(WRITTEN TASK A) According to the PostgreSQL notes, why should indexes be used sensibly even though they speed up finding rows?
(WRITTEN TASK B) From the PostgreSQL notes, copy the stretch from "Sometimes you want" through "on PostgreSQL indexes.".

(SELECTION)
┌────────

PostgreSQL Notes

Creating this note to keep track of some things about PostgreSQL that I want to remember / learn about. So far, I have taken notes mainly on PostgreSQL indexes and keys.

Date Created:

Last Edited:

2 536

Listing All Columns in Table

Sometimes you want to do this to get information about the table in a quick manner
- Right now I am using it to create structs for each table to make the backend migration from NodeJS to GO easier.

-- Select most of the relevant information from the table
SELECT column_name, column_default, data_type, is_nullable 
FROM information_schema.columns 
WHERE table_name='TABLE_NAME';

A Note on Database Indexes

See the documentation for detailed notes on PostgreSQL indexes.

Indexes are a common way to enhance databse performance. An index allows the database server to find and retrieve specific rows much faster than it could do without an index. But indexes also add overhead to the database system as a whole, so they should be used sensibly.

└────────

(RECORD LIST)

┌────────

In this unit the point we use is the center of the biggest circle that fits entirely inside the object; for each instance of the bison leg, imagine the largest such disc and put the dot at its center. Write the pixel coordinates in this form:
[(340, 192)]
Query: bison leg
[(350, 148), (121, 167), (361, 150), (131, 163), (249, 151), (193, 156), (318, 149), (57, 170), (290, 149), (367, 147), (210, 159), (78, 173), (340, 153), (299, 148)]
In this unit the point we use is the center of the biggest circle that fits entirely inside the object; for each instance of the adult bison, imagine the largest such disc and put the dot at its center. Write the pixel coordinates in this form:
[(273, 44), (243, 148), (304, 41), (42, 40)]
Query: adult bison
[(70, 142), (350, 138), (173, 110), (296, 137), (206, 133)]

└────────
┌────────

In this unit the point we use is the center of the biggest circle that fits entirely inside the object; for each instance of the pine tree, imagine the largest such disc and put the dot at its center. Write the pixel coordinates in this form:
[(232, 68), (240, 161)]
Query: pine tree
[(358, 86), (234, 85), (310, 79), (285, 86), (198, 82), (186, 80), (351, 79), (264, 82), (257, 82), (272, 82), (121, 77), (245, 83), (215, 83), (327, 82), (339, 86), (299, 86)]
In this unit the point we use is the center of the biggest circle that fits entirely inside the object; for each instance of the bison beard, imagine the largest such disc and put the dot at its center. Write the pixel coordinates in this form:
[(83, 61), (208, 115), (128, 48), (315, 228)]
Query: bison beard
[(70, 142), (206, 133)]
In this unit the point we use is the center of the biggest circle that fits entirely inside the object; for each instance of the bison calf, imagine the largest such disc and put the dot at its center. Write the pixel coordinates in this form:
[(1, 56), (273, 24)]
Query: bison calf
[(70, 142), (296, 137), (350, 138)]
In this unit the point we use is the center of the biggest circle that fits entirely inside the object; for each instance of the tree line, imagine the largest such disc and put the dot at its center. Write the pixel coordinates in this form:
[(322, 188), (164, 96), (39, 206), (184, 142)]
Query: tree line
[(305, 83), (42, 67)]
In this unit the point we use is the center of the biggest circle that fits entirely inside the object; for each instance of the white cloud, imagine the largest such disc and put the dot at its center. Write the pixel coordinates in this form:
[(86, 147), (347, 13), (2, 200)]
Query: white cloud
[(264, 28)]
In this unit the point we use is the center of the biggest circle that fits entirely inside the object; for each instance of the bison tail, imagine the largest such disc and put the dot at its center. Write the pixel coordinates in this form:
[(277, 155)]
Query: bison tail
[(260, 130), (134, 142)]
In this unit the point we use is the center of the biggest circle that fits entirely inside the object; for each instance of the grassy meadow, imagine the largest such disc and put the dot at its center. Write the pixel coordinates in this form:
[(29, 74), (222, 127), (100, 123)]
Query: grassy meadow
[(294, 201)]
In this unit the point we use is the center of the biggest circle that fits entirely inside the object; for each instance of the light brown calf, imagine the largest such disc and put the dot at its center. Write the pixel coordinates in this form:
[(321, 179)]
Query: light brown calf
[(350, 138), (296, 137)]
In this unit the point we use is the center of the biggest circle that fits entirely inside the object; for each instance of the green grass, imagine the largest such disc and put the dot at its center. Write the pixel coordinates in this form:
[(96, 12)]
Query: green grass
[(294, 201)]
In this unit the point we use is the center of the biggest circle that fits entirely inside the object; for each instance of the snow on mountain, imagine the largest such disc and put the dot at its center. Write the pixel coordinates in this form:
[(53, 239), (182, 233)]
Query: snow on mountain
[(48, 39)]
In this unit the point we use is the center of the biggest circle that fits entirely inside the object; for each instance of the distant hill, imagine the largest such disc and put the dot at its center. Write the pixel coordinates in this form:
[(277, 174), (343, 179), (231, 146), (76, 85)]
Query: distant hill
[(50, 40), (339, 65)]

└────────
┌────────

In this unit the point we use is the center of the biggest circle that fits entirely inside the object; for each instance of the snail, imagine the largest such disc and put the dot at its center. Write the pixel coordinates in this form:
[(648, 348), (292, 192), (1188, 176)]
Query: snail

└────────

(COMPLETE ANSWER A) Indexes should be used sensibly because they add overhead to the database system as a whole. They let the server find and retrieve specific rows much faster, but that benefit carries a cost.

(COMPLETE ANSWER B)
Sometimes you want to do this to get information about the table in a quick manner
- Right now I am using it to create structs for each table to make the backend migration from NodeJS to GO easier.

-- Select most of the relevant information from the table
SELECT column_name, column_default, data_type, is_nullable 
FROM information_schema.columns 
WHERE table_name='TABLE_NAME';

A Note on Database Indexes

See the documentation for detailed notes on PostgreSQL indexes.